__Task statement__
Your answer must hold only the lines below from the line containing "Spot the pile" through the line containing "Spot the beach", each reproduced exactly.

__Dataset entries__
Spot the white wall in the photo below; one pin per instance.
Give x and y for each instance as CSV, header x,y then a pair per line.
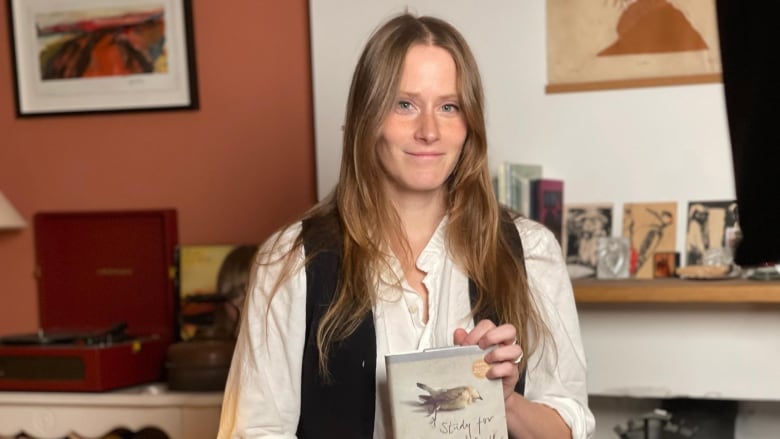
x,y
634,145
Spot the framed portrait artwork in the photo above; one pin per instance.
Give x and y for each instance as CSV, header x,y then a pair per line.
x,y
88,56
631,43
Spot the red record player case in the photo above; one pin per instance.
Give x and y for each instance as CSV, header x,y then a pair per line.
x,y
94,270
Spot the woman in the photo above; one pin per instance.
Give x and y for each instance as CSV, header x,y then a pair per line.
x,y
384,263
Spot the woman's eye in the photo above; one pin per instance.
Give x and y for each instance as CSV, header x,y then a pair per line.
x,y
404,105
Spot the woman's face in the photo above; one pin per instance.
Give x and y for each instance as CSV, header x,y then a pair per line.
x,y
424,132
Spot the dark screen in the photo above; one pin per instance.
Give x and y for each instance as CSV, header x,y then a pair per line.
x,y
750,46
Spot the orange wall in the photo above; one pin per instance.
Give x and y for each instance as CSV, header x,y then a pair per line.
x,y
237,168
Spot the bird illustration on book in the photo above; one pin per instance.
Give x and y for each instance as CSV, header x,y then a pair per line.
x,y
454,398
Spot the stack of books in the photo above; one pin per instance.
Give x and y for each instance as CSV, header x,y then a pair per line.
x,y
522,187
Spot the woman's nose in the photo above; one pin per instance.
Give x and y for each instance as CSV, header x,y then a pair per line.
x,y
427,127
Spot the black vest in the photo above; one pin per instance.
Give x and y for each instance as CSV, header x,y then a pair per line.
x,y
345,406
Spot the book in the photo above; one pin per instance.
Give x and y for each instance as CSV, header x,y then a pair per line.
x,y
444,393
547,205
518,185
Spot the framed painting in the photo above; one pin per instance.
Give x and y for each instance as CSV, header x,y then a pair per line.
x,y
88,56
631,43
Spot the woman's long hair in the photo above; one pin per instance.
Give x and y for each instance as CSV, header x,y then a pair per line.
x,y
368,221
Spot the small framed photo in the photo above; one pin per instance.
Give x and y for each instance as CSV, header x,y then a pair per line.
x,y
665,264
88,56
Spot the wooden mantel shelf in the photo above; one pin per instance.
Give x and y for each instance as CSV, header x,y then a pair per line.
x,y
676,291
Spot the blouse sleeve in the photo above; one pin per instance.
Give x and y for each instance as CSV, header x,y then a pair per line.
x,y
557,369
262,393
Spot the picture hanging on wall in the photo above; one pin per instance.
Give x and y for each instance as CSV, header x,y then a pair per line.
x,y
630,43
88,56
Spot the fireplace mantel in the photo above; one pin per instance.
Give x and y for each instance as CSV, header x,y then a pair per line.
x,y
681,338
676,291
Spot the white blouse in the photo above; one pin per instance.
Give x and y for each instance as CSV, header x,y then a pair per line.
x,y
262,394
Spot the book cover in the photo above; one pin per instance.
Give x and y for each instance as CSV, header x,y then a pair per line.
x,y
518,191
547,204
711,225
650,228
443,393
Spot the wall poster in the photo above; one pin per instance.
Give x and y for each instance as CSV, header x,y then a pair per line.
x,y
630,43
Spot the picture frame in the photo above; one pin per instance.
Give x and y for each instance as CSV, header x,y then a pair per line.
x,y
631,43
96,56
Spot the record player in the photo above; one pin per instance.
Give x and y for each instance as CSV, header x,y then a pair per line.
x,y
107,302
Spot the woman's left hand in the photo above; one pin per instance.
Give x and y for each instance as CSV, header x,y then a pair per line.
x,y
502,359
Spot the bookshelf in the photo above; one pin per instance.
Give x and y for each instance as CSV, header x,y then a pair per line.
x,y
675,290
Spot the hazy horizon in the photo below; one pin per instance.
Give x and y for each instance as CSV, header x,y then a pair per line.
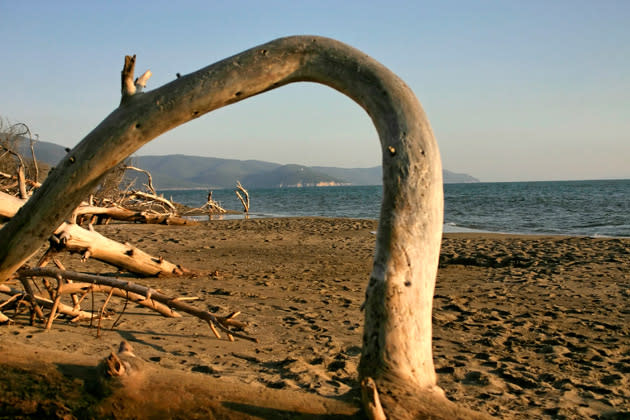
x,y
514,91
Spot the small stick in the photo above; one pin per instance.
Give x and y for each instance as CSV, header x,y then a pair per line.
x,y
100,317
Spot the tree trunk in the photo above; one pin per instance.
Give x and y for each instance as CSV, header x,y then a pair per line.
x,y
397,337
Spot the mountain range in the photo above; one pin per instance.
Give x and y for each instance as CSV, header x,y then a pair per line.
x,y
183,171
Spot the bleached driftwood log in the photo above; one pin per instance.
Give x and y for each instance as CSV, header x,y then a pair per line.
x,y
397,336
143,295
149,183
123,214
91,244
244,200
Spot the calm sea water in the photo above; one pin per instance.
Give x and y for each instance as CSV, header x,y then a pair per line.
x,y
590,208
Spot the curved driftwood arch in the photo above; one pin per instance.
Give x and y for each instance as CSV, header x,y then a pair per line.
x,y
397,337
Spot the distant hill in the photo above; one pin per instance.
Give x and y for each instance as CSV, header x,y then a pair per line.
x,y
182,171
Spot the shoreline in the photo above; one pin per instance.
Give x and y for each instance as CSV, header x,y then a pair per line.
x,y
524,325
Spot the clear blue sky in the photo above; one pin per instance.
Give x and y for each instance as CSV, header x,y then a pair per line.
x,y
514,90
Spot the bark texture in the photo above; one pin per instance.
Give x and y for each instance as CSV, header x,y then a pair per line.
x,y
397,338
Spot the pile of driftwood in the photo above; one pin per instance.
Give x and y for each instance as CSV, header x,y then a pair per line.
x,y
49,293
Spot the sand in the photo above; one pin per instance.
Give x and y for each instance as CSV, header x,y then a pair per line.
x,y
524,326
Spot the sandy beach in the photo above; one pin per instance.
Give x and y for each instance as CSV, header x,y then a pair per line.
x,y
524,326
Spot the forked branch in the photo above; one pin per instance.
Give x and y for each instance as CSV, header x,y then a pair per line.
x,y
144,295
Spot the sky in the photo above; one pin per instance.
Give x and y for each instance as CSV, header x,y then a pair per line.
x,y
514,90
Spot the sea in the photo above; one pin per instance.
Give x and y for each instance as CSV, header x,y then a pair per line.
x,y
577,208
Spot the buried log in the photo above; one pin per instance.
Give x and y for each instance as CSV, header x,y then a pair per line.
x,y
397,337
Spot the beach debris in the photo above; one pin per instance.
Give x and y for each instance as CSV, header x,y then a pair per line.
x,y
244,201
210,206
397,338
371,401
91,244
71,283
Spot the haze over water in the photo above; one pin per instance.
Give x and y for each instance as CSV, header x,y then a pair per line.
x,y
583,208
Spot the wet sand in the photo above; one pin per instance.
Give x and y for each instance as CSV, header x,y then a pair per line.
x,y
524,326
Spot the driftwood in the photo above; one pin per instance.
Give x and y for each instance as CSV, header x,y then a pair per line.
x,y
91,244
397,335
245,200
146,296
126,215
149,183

---

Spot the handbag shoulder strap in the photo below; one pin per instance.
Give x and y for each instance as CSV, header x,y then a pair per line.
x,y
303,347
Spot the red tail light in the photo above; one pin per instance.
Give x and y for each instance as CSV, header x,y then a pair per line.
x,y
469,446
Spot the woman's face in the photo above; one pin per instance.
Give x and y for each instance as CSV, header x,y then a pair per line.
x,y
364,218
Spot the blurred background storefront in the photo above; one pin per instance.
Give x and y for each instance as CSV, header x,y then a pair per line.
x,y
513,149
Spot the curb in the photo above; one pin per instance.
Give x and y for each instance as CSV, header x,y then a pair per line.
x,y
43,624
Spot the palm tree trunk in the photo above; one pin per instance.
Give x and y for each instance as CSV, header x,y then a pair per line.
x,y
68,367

__Solution to this task__
Spot the pile of driftwood in the photo above; one pin per instance.
Give x and y for each instance as CSV, header x,y then a pair per line.
x,y
49,293
Spot the sand in the photo above; one pin per instance.
Give x and y for each instance as CSV, header x,y then a pair per line.
x,y
524,326
Spot the sandy beach in the photo above; one pin per instance.
Give x and y for each instance as CSV, header x,y then a pair per line.
x,y
524,326
Spot the forked branch in the photo above; one pin per instance.
Give x and y for each instance as CSV, header x,y then a pair per line.
x,y
144,295
Spot the sky in the photo above; one pin per instance.
Give x and y for each instance as CSV, header x,y then a pair per line.
x,y
514,90
Spot the sea in the photo above; one pin per instance.
Give x and y for each instance as CSV, header x,y then a pair per line.
x,y
577,208
Spot the buried log in the photo above; one pin per instance.
Give x and y for each instance as CSV, header x,y then a pair per line.
x,y
397,337
Spot the beach debris in the photo above; one pin per instance.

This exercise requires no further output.